### Exercise directions
Please print the listing that follows word for word, but skip any pictures it holds.

### Data supplied

- - - -

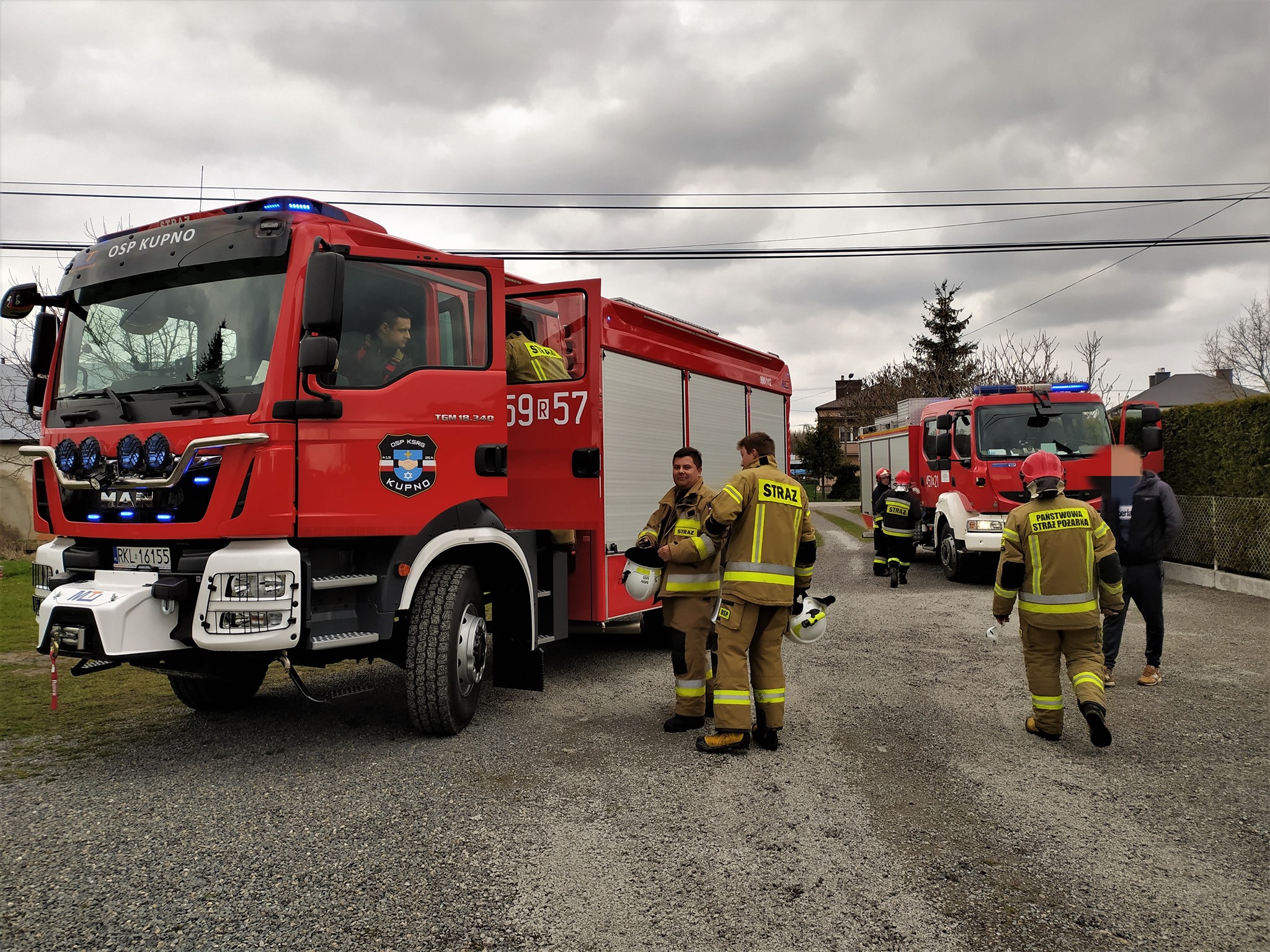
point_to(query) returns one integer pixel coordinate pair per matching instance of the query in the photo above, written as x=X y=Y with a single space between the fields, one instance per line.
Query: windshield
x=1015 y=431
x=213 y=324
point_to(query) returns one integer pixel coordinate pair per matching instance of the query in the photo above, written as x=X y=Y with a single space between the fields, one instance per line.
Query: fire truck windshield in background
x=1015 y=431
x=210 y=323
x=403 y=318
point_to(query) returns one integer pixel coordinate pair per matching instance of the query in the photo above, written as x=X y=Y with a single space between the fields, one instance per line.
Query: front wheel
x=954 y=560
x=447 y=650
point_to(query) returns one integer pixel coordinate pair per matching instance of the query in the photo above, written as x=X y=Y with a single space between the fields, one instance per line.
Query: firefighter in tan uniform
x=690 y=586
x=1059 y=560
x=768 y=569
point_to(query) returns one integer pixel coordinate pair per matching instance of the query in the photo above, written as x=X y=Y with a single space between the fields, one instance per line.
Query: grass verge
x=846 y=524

- - - -

### Written answer
point_to(query) returns one integer pixel coordinate pair per matching instance of the query in the photo above, written as x=X y=Y with a single space between the fields, one instance per line.
Query: windshield
x=1015 y=431
x=213 y=324
point_to(query) returns one integer pixel coordinate pair per matching instance of the query in the photo above, written as x=X y=Y with a single space between the fields, one instance per line.
Query: fire truck windshield in background
x=1015 y=431
x=210 y=323
x=403 y=318
point_to(query) returns one integer pixel coordinate pair per matching instance of the query in the photo above, written as x=X y=Y with a single space between the fields, one instance per line.
Query: front wheel
x=954 y=560
x=447 y=650
point_to(query) returns one integer pixel coordinate pair per matching instance of the query in the photo above, written as x=X y=Y with a single space between the fields, one instance per line.
Query: firefighter in tan uniform
x=690 y=586
x=1059 y=560
x=768 y=569
point_to(query) returns one integer pixel coordinate pair per matching instance of the query in the photo above, written as x=X y=Y with a single space between the fields, one instance per line.
Query: grass verge
x=846 y=524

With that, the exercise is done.